Data extracted from a collection:
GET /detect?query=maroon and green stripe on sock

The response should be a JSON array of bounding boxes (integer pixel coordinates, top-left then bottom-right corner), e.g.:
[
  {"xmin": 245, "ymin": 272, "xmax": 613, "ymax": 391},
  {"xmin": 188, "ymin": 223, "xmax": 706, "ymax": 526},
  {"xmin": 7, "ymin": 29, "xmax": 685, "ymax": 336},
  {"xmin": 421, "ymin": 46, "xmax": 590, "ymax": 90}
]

Exercise prompt: Scan the records above for the string "xmin", and copy every line where it turns up.

Answer space:
  {"xmin": 245, "ymin": 272, "xmax": 613, "ymax": 391},
  {"xmin": 188, "ymin": 223, "xmax": 706, "ymax": 526},
  {"xmin": 7, "ymin": 29, "xmax": 685, "ymax": 336},
  {"xmin": 421, "ymin": 46, "xmax": 590, "ymax": 90}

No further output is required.